* _PROBLEM DESCRIPTION_: Would you print every entry below exactly as written, omitting the images?

[DATASET ENTRIES Boundary: Start]

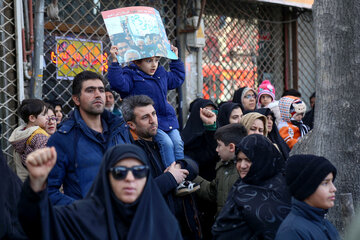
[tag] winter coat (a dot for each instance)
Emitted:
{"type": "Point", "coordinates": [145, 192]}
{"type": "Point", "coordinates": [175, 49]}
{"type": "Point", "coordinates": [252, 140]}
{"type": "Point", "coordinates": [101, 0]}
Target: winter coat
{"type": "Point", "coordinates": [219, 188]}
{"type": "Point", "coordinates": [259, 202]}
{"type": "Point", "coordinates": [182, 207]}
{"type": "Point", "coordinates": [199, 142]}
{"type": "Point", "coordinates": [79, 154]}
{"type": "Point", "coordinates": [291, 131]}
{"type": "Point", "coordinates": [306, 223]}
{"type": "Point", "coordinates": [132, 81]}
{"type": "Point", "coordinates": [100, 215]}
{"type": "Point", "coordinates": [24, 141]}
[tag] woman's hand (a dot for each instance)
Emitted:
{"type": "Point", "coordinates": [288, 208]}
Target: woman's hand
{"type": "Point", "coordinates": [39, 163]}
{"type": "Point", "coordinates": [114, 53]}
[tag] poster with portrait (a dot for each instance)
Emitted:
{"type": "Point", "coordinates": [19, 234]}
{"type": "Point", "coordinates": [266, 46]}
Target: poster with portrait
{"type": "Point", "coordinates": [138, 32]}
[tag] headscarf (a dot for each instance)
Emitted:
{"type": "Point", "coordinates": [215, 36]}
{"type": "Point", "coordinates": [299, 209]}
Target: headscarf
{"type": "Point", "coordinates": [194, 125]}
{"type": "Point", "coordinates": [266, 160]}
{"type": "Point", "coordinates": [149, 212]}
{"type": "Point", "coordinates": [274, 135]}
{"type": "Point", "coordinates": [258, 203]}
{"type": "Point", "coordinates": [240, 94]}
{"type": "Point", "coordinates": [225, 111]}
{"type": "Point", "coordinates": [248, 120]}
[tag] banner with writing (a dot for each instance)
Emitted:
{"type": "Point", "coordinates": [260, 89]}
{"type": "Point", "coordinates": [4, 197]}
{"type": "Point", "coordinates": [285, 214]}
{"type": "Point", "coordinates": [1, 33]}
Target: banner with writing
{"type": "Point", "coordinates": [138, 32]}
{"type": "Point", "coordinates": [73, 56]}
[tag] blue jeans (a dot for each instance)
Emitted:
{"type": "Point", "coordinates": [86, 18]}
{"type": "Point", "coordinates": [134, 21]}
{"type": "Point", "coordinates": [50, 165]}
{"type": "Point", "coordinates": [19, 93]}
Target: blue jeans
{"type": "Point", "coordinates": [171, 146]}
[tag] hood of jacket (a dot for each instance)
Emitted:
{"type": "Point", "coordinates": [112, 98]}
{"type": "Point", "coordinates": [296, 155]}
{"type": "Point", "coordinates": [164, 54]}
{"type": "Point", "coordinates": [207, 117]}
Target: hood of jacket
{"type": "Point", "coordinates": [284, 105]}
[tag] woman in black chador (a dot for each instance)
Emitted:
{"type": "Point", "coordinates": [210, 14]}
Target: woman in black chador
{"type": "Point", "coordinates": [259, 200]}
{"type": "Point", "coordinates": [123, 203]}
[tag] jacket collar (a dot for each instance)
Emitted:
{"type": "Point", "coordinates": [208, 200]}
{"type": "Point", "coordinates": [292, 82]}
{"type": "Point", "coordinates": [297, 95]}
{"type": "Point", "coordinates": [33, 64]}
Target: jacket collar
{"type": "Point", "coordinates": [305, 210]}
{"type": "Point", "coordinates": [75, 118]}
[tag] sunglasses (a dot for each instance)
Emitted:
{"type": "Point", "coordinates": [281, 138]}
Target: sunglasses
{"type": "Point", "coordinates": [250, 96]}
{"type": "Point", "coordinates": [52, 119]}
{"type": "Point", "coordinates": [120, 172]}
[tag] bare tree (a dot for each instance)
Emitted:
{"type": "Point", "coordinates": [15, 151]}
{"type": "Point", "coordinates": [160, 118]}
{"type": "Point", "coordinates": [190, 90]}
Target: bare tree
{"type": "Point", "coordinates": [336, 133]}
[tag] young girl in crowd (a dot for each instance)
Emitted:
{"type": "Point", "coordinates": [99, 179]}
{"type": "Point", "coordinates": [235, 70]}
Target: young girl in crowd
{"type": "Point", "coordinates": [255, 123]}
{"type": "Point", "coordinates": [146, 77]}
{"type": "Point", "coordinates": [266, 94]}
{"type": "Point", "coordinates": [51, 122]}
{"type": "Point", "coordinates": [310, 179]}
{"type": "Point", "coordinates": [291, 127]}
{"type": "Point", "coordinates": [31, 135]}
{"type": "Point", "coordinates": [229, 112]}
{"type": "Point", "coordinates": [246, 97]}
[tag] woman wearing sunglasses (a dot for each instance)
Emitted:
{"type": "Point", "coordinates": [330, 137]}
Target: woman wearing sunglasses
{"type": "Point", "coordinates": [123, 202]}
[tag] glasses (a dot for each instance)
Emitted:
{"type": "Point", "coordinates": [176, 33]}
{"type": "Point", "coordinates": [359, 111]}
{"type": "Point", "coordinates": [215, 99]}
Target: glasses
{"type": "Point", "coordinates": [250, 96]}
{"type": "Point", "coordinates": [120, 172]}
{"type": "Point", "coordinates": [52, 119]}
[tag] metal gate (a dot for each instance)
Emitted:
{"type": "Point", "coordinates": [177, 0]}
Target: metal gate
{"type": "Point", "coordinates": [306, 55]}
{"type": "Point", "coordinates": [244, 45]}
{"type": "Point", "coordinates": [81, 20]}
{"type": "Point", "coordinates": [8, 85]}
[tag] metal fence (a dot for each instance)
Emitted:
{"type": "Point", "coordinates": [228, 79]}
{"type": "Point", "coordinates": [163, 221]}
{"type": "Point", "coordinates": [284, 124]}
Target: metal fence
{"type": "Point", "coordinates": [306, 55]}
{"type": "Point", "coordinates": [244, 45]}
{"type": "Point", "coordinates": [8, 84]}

[DATASET ENTRIES Boundary: End]

* _WRITTEN RESPONSE_:
[tag] winter coat (a dot for each instance)
Emitted:
{"type": "Point", "coordinates": [145, 192]}
{"type": "Point", "coordinates": [175, 49]}
{"type": "Point", "coordinates": [252, 140]}
{"type": "Point", "coordinates": [101, 0]}
Target: winter coat
{"type": "Point", "coordinates": [219, 188]}
{"type": "Point", "coordinates": [259, 202]}
{"type": "Point", "coordinates": [182, 207]}
{"type": "Point", "coordinates": [199, 142]}
{"type": "Point", "coordinates": [79, 154]}
{"type": "Point", "coordinates": [291, 131]}
{"type": "Point", "coordinates": [306, 223]}
{"type": "Point", "coordinates": [132, 81]}
{"type": "Point", "coordinates": [100, 215]}
{"type": "Point", "coordinates": [24, 141]}
[tag] woman's hand (a dot for each instance)
Emitted:
{"type": "Point", "coordinates": [288, 208]}
Target: woman's hand
{"type": "Point", "coordinates": [39, 163]}
{"type": "Point", "coordinates": [114, 53]}
[tag] poster with portrait (a dot for each instance)
Emitted:
{"type": "Point", "coordinates": [19, 234]}
{"type": "Point", "coordinates": [266, 46]}
Target: poster with portrait
{"type": "Point", "coordinates": [138, 32]}
[tag] headscarf (a dot for each instance)
Emitted:
{"type": "Point", "coordinates": [215, 36]}
{"type": "Point", "coordinates": [299, 209]}
Target: headscarf
{"type": "Point", "coordinates": [194, 125]}
{"type": "Point", "coordinates": [266, 160]}
{"type": "Point", "coordinates": [149, 212]}
{"type": "Point", "coordinates": [274, 135]}
{"type": "Point", "coordinates": [258, 203]}
{"type": "Point", "coordinates": [240, 94]}
{"type": "Point", "coordinates": [225, 111]}
{"type": "Point", "coordinates": [248, 120]}
[tag] banner with writing (a dot for each instance)
Emitted:
{"type": "Point", "coordinates": [260, 89]}
{"type": "Point", "coordinates": [4, 197]}
{"type": "Point", "coordinates": [285, 214]}
{"type": "Point", "coordinates": [1, 33]}
Target: banner with writing
{"type": "Point", "coordinates": [138, 32]}
{"type": "Point", "coordinates": [73, 56]}
[tag] blue jeans (a dot for each instance)
Emitted:
{"type": "Point", "coordinates": [86, 18]}
{"type": "Point", "coordinates": [134, 21]}
{"type": "Point", "coordinates": [50, 165]}
{"type": "Point", "coordinates": [19, 93]}
Target: blue jeans
{"type": "Point", "coordinates": [171, 146]}
[tag] hood of jacket (a dot for each instance)
Emitted:
{"type": "Point", "coordinates": [112, 98]}
{"type": "Point", "coordinates": [296, 155]}
{"type": "Point", "coordinates": [164, 54]}
{"type": "Point", "coordinates": [207, 117]}
Target: hood of jacket
{"type": "Point", "coordinates": [284, 105]}
[tag] woman in black chador (a dot for each instance)
Emitted:
{"type": "Point", "coordinates": [210, 14]}
Target: woman in black chador
{"type": "Point", "coordinates": [259, 200]}
{"type": "Point", "coordinates": [123, 203]}
[tag] jacket collar (a dot for each instance)
Emitted:
{"type": "Point", "coordinates": [208, 200]}
{"type": "Point", "coordinates": [292, 82]}
{"type": "Point", "coordinates": [297, 95]}
{"type": "Point", "coordinates": [33, 64]}
Target: jacket collar
{"type": "Point", "coordinates": [305, 210]}
{"type": "Point", "coordinates": [75, 118]}
[tag] sunglasses (a dot for each instance)
Emitted:
{"type": "Point", "coordinates": [281, 138]}
Target: sunglasses
{"type": "Point", "coordinates": [250, 96]}
{"type": "Point", "coordinates": [52, 119]}
{"type": "Point", "coordinates": [120, 172]}
[tag] bare tree (a dot for each instance)
Emitted:
{"type": "Point", "coordinates": [15, 151]}
{"type": "Point", "coordinates": [160, 118]}
{"type": "Point", "coordinates": [190, 90]}
Target: bare tree
{"type": "Point", "coordinates": [336, 133]}
[tag] young girl in crowd (a dot for each instance)
Emitted:
{"type": "Point", "coordinates": [99, 179]}
{"type": "Point", "coordinates": [235, 70]}
Target: young girl in crowd
{"type": "Point", "coordinates": [255, 123]}
{"type": "Point", "coordinates": [146, 77]}
{"type": "Point", "coordinates": [266, 94]}
{"type": "Point", "coordinates": [51, 122]}
{"type": "Point", "coordinates": [310, 179]}
{"type": "Point", "coordinates": [291, 127]}
{"type": "Point", "coordinates": [31, 135]}
{"type": "Point", "coordinates": [229, 112]}
{"type": "Point", "coordinates": [246, 97]}
[tag] woman wearing sunglasses (a dot for each instance)
Emitted:
{"type": "Point", "coordinates": [330, 137]}
Target: woman wearing sunglasses
{"type": "Point", "coordinates": [123, 202]}
[tag] glasses (a dot for each instance)
Emitted:
{"type": "Point", "coordinates": [176, 33]}
{"type": "Point", "coordinates": [359, 111]}
{"type": "Point", "coordinates": [215, 99]}
Target: glasses
{"type": "Point", "coordinates": [250, 96]}
{"type": "Point", "coordinates": [120, 172]}
{"type": "Point", "coordinates": [52, 119]}
[tag] metal gate (a dot for each instance)
Emitted:
{"type": "Point", "coordinates": [177, 0]}
Target: metal gate
{"type": "Point", "coordinates": [306, 55]}
{"type": "Point", "coordinates": [244, 45]}
{"type": "Point", "coordinates": [81, 20]}
{"type": "Point", "coordinates": [8, 85]}
[tag] metal fence (a dot for each instance)
Emitted:
{"type": "Point", "coordinates": [228, 79]}
{"type": "Point", "coordinates": [163, 221]}
{"type": "Point", "coordinates": [284, 124]}
Target: metal fence
{"type": "Point", "coordinates": [306, 55]}
{"type": "Point", "coordinates": [244, 45]}
{"type": "Point", "coordinates": [8, 84]}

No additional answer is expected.